**PROBLEM:** Copy out every line from the one that contains "the chocolate bundt" through the last line, the requests included. In the answers, shift each coordinate by adding 104 to it.

**DATA PROVIDED:**
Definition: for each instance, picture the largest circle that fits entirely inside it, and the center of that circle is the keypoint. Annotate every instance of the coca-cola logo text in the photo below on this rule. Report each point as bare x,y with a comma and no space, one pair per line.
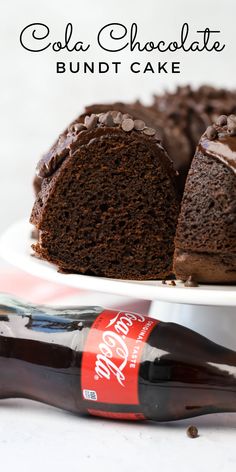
113,351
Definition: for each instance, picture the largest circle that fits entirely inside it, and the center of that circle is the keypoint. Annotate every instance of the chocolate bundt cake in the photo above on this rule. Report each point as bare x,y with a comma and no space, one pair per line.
206,233
107,203
184,115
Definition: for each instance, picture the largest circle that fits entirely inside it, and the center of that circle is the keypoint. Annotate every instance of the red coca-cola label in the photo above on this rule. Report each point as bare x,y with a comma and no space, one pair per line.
111,359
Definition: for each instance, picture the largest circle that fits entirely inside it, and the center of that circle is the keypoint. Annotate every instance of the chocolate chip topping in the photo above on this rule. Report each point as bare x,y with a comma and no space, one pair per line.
67,141
139,125
222,120
211,132
149,131
127,125
190,282
231,123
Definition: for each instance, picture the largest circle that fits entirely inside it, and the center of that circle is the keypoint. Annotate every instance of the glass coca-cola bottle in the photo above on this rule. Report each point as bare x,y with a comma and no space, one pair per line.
110,363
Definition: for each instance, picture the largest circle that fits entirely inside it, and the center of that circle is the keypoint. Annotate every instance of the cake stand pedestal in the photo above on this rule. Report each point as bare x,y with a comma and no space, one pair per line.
207,309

**THE SOLUTION:**
Definition: for each instance, picture the largest circle that fits entirely inside it, and the center of that circle is the keypoint. Annotate every instance of the chocolate bundt cake in the photo above on this rule. Report each point as bare x,y with a comma and no space, one pair per line.
310,337
211,307
288,219
Definition: for each instance, picture the largest circle that fits entirely inside it, and the center of that circle is the keypoint. Annotate every instance of the red coca-cola label in the photo above on this rule. Report each point as bare x,y with a comma and no space, one pair per line.
215,463
Definition: for each instance, picture the largest circle that fits entirely inside it, and the center of that circle is the keypoint. Annotate every instance of the chocolate chip topping in the photo above on this rule. Report each point as bare x,y with a comma and no space, one pair per line.
171,245
243,229
326,224
315,236
253,235
231,229
294,386
335,227
Definition: for each instance, picture the largest circle that fits entirely inside it, and the center of that circle is the keypoint. Annotate every instance of the glass coca-cola bottle in the photo above on this rule. Report each point as bare x,y with a comma and no space, one pair per line.
214,467
Definition: for each instance, picture the largest circle that fits entirely inside it, and the center of that circle is the keypoint. Annotate every instance of the cake stand pedestal in the photo above on this rule. Report each point as bare x,y with a comma and no space, one pair per line.
311,413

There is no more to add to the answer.